[Problem to work on]
Put the lines below into a numbered list, skipping any blank lines and leaving the pictures out.

[Given entries]
========

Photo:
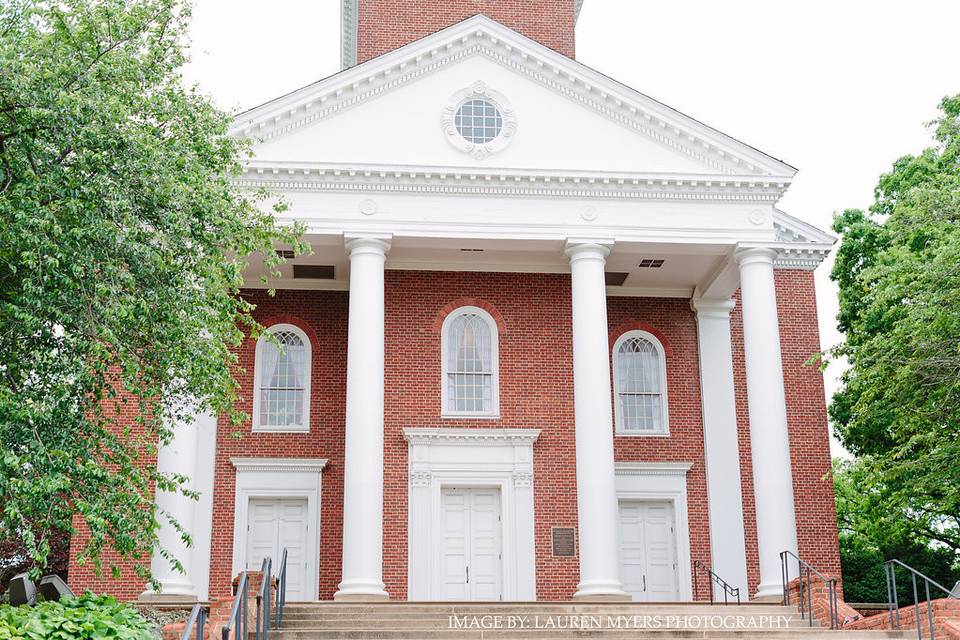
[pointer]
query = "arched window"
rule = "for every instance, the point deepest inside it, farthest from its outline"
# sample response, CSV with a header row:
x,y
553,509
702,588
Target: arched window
x,y
281,400
470,385
640,384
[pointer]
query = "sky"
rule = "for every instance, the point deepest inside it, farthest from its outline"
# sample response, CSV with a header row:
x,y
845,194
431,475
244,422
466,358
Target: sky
x,y
837,88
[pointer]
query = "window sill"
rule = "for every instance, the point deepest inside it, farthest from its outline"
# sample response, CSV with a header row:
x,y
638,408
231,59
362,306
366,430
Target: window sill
x,y
628,434
287,430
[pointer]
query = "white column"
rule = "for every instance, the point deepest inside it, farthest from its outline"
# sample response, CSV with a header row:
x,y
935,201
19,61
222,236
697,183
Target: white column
x,y
362,577
772,478
178,457
721,448
597,509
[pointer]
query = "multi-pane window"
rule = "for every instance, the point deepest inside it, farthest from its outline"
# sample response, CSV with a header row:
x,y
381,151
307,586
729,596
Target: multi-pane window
x,y
478,121
470,363
641,386
283,380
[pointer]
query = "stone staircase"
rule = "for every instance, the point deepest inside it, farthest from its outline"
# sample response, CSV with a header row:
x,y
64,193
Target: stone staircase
x,y
551,621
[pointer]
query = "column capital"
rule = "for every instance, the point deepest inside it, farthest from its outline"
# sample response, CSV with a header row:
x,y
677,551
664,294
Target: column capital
x,y
377,243
712,307
754,255
588,248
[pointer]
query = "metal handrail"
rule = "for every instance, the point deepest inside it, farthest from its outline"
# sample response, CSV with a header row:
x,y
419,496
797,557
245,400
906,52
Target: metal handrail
x,y
889,569
263,602
198,620
806,608
238,612
281,589
728,590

========

[Solution to this task]
1. Photo:
2. [pointer]
3. query = "arched window"
4. rule = "for every instance, the point deepest inside it, farthest from its outline"
5. # sample response, CSV with a header row:
6. x,y
7. 553,509
8. 702,588
9. Target: arched window
10. x,y
11. 281,400
12. 470,385
13. 640,384
14. [pointer]
15. query = "sky"
16. rule = "for every instance, the point deepest inside it, farthest from its outline"
17. # sample response, CSV with a header row:
18. x,y
19. 845,194
20. 431,475
21. 244,422
22. 466,358
23. Target: sky
24. x,y
25. 837,88
26. [pointer]
27. query = "window sill"
28. rule = "for every instance, the point deepest inside it, farthest from its outline"
29. # sample response, CSV with a header row:
30. x,y
31. 638,408
32. 231,59
33. 362,306
34. 366,430
35. Target: window sill
36. x,y
37. 628,434
38. 287,430
39. [pointer]
40. query = "white column"
41. rule = "for every instance, the point deepest inside it, farthest from its outline"
42. # sample response, CSV with a header row:
43. x,y
44. 935,201
45. 19,61
46. 222,236
47. 697,183
48. Target: white column
49. x,y
50. 362,577
51. 772,478
52. 178,457
53. 721,448
54. 597,509
55. [pointer]
56. query = "multi-pane window"
57. rule = "for every instance, the point deepest inside it, farthest from its outline"
58. # sample response, CSV with a header row:
59. x,y
60. 381,151
61. 307,586
62. 729,596
63. Target: multi-pane window
64. x,y
65. 478,121
66. 470,363
67. 641,386
68. 283,380
69. [pointer]
70. query = "stone staircase"
71. rule = "for every instance, the point deepest inside it, farthest from its outline"
72. # sample response, CSV with a header row:
73. x,y
74. 64,193
75. Target: stone staircase
76. x,y
77. 551,621
78. [pointer]
79. query = "column capital"
80. rule = "for every instance, the point deepest inside it, farthest from its outline"
81. # sample response, CSV with a header row:
82. x,y
83. 677,551
84. 664,294
85. Target: column capital
86. x,y
87. 377,243
88. 712,307
89. 754,255
90. 588,248
91. [pointer]
92. query = "metal handrail"
93. rule = "for every instance, the point deepest inside it, farthest from its outline"
94. # sample response, CSV with a header row:
95. x,y
96. 419,496
97. 797,557
98. 245,400
99. 906,52
100. Target: metal handrail
101. x,y
102. 889,569
103. 263,602
104. 198,620
105. 806,608
106. 238,612
107. 281,589
108. 728,590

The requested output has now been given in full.